SUPPLIED RECORDS

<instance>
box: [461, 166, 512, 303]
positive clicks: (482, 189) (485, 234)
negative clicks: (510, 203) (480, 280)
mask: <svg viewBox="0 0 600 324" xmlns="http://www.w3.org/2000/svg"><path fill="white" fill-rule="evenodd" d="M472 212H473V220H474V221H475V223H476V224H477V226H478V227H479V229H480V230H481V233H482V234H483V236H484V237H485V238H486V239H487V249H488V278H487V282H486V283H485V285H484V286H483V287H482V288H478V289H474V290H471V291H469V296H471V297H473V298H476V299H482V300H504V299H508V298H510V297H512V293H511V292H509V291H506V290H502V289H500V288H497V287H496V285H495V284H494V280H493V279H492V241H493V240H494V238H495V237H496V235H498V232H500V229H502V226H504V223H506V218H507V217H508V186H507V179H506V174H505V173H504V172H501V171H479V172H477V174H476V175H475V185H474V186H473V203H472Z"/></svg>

* * *

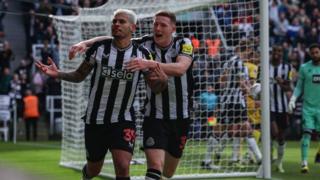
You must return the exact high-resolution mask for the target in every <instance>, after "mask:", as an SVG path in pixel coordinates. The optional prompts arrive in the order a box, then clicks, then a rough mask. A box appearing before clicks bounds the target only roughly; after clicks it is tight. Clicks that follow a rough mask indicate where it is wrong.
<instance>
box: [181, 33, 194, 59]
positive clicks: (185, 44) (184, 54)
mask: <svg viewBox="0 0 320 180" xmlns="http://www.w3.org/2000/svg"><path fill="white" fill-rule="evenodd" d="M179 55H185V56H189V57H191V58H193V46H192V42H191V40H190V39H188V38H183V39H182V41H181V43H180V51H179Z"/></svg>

EXERCISE INSTRUCTIONS
Write out the rows between the line holding "You must return" and the line holding "positive clicks: (185, 44) (184, 54)", inclusive, and nothing else.

RESPONSE TO THE TASK
You must return the exact high-resolution mask for the target in every <instance>, after "mask:", as an SVG path in pixel coordinates. The optional prompts arrive in the order a box, then clicks, then a rough mask. A box appearing before clicks bounds the target only roughly; after clicks it is tight. Clicks that follow a rough mask indicate where it is wrong.
<instance>
box: [181, 33, 194, 59]
positive clicks: (185, 44) (184, 54)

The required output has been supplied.